Extracted text:
—————
Friday, May 23, 2008

She's alive....ALIVE!

It is driving me absolutely bonkers this morning that I cannot remember the name of the Barbie I had in 1982-83. I have been googling all morning trying to find some sort of Barbie product list. You would think such a thing would be easy to find on the interwebs don't you? I'm here to tell you that it's not. No one wants to supply me with with the secret password and I'm loathe to sell my soul to Mattel.

As a little girl I didn't have many Barbies. I was just as likely to play with horse manure than with Barbie dolls. The Barbie I want to write about, she was THE Barbie and I had to have her. She wore an Edwardian styled dress, with a white blouse and pink skirt. She wore a cameo. She came with a makeup case with real makeup that you could put on yourself.

I can remember the name of the Barbie my little sister got that same Christmas. Pink'n'Pretty Barbie. Big surprise of a name there. That Barbie came with a wardrobe of pink clothing that you could style many outfits from. This little ruffly piece of nylon could be a skirt...or...could you make it into a cape...or a veil? Oooooh, I could put it on Ken and further emasculate him! Sure I can remember THAT.


Holy CRAP!
—————
Recorded data:
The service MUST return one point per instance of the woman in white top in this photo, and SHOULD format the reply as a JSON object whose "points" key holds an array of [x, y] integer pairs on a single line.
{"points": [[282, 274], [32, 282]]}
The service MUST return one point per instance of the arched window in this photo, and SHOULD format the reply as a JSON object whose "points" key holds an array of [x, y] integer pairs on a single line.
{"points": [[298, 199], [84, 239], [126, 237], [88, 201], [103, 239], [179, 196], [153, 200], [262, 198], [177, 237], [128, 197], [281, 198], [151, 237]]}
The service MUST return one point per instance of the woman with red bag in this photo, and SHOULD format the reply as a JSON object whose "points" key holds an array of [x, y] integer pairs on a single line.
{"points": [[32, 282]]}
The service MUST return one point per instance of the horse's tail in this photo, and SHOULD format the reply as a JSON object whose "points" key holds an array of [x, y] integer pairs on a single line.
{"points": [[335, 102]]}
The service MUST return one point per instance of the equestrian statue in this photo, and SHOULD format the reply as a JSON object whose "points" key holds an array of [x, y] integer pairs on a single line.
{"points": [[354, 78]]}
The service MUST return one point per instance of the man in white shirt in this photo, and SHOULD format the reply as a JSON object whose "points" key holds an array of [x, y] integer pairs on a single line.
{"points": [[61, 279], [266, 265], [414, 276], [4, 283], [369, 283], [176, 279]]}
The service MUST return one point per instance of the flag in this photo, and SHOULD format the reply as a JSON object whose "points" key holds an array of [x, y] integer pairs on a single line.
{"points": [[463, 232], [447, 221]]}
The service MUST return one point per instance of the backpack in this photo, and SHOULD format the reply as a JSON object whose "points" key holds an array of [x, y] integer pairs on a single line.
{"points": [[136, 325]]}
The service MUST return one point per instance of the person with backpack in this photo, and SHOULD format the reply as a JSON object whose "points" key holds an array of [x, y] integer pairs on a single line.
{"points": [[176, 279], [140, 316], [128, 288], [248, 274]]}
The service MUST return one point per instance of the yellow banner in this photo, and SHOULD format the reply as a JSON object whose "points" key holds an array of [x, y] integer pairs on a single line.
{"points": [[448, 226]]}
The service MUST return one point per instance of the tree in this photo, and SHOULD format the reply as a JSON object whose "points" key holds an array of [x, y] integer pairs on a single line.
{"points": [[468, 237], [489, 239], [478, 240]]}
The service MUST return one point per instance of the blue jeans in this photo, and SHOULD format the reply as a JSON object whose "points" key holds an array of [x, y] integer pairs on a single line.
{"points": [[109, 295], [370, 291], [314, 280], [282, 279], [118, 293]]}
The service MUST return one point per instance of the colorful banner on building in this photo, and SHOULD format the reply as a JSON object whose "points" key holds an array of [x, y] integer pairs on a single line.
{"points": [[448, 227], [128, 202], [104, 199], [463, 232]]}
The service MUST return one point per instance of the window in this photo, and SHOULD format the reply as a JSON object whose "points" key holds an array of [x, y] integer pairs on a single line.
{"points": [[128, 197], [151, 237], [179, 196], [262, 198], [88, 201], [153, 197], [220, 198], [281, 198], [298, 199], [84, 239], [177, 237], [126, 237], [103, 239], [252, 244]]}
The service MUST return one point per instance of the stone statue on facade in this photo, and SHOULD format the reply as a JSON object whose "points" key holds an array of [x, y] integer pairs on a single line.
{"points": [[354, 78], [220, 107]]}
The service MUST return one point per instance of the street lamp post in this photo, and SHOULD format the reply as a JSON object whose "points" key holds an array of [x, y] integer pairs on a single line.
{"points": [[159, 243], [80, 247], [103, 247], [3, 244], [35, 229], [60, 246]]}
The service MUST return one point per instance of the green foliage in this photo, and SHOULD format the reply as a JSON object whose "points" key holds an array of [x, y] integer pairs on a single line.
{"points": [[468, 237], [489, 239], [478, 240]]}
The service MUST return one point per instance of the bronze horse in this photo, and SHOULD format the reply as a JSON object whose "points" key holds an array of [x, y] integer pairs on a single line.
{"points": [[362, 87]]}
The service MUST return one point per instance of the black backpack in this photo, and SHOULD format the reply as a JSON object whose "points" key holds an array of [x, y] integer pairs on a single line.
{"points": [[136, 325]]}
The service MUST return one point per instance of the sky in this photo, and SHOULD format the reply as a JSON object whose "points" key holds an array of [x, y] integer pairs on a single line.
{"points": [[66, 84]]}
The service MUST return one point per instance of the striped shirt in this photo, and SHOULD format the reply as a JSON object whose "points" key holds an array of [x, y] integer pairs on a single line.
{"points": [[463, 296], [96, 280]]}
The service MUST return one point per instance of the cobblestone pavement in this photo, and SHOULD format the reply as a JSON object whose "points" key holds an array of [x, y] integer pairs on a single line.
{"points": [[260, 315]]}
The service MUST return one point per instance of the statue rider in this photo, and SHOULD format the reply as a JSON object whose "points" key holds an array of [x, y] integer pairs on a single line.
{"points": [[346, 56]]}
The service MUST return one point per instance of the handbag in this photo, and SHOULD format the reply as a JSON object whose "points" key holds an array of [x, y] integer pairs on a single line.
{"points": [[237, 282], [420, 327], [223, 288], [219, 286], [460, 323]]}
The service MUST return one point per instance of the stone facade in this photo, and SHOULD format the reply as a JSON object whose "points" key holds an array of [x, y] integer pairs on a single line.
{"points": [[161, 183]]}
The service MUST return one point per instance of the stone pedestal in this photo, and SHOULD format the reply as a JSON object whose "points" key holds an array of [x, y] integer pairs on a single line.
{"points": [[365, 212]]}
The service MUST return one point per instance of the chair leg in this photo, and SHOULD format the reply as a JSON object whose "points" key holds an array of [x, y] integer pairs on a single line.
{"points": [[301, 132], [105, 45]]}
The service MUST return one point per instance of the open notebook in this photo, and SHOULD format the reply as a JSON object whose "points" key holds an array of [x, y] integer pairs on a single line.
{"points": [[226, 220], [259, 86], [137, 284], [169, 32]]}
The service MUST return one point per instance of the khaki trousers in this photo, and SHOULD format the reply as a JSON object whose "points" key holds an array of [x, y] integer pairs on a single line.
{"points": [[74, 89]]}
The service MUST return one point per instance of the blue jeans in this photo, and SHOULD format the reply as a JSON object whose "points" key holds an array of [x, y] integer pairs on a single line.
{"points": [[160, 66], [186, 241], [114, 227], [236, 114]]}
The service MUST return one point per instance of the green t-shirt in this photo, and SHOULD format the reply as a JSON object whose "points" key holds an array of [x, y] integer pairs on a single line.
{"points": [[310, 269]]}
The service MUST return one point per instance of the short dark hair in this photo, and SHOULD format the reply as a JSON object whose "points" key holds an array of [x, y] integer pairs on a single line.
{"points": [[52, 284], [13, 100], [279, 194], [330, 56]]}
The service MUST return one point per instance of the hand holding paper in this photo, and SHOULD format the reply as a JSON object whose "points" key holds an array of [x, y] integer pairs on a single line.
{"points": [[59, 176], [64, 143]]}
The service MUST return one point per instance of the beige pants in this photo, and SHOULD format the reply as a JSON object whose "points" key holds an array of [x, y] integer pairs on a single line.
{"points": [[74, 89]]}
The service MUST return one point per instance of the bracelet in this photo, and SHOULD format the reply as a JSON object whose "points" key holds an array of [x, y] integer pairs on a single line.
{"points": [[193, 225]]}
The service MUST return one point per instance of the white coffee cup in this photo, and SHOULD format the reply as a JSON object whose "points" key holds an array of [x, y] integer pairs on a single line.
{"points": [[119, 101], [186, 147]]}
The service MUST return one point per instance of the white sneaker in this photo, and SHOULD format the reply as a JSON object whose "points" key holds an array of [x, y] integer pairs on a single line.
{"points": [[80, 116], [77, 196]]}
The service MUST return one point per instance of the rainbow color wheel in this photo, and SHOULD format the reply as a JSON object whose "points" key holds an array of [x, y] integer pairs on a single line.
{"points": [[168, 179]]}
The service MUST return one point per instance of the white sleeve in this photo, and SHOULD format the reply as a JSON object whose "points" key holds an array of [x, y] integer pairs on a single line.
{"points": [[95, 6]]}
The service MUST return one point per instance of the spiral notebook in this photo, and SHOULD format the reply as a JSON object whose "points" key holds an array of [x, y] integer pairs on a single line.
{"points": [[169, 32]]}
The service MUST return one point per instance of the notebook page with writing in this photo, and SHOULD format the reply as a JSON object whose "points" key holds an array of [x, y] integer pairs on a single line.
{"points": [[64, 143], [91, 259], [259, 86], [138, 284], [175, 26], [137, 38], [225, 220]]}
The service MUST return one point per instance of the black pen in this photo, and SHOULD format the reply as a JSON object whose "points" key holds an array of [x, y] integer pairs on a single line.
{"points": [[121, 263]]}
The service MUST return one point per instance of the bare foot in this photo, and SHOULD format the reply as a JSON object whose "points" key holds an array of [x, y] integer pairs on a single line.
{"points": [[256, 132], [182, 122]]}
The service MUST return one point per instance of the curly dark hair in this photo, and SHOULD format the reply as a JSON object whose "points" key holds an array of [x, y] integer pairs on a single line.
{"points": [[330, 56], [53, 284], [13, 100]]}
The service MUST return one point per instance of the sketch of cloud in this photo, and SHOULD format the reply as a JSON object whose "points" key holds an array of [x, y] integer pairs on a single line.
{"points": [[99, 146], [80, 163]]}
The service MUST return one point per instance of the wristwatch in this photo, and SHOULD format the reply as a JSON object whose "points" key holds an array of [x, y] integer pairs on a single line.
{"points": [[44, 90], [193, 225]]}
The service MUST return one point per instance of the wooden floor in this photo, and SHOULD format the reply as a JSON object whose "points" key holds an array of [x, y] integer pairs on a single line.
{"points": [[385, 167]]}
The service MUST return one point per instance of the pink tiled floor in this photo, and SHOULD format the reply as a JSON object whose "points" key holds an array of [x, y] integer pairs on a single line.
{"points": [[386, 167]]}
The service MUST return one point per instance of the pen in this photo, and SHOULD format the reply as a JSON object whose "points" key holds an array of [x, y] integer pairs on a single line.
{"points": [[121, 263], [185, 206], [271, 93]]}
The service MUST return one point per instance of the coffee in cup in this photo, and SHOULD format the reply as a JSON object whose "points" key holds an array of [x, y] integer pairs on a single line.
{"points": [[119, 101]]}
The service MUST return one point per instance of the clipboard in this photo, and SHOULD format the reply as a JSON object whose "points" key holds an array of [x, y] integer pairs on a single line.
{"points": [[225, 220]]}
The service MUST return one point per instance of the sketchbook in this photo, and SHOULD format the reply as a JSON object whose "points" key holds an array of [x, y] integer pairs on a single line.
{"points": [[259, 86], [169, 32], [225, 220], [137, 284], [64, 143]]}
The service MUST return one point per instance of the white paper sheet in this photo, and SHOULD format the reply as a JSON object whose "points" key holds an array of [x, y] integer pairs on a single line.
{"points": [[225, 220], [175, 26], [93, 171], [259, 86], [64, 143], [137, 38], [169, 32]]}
—————
Problems to work on:
• A. In the Barbie blog post, what was the name of the doll the writer's little sister got that same Christmas?
• B. Write the next part of the Barbie blog post, picking up right after "Holy CRAP!"

Answers to the problems:
• A. Pink'n'Pretty Barbie.

• B.
Just now, right this very moment, when I was image searching for Pink'n'Pretty Barbie to illustrate her branded pinkiness, I found MY Barbie. MINE. The website is in French and I sluffed French class in high school, but Woot! Ceci donne un coup de pied l'âne!

Introducing my little sister's Pink'n'Pretty Barbie:

This Barbie isn't nearly the Barbie mine was. This Barbie is not dreamy. This Barbie is sucktacular.

Introducing MY Barbie, THE Barbie, Angel Face Barbie!

This Barbie was an early indicator of my current love of sewing and costuming in two ways. The first is obvious. That outfit is FABULOUS. Would it have been right without the cameo or the matching belt? No, my dears, it would not.

As to the second reason, when you think about what my older sister did to my Barbie, it becomes obvious.

My older teen-aged sister found me annoying. In all likelihood I was a half a step away from being Satan spawn so no one should blame her. Instead of beating on me and incurring my parent's wrath, she took all her sibling rage out on Angel Face Barbie. My older sister, the one who two years later cut my hair into a mullet, she scalped my Barbie. She ripped off Barbie's vinyl head, from ear to ear, across her forehead, and hid Barbie in her closet.

I was sad.

But there was hope.

Barbie wasn't dead. Barbie was just in a coma. Barbie needed fixing.

Oh how I wish I hadn't thrown that Barbie away when I got into my own teen-aged years because an image of the real thing would have been priceless...I sewed Barbie's scalp back together. With a needle and red thread. Angel Face Barbie became Franken Face Barbie in my grubby 8 year old hands.

Good as new!

Despite her plastic surgery, she wasn't the worst looking doll in my small Barbie collection. That award goes to this little gem:

I put the Michael Jackson doll on my Christmas list as a joke...which my parents did not get. Poor Michael was so abused. I wish I'd kept him too.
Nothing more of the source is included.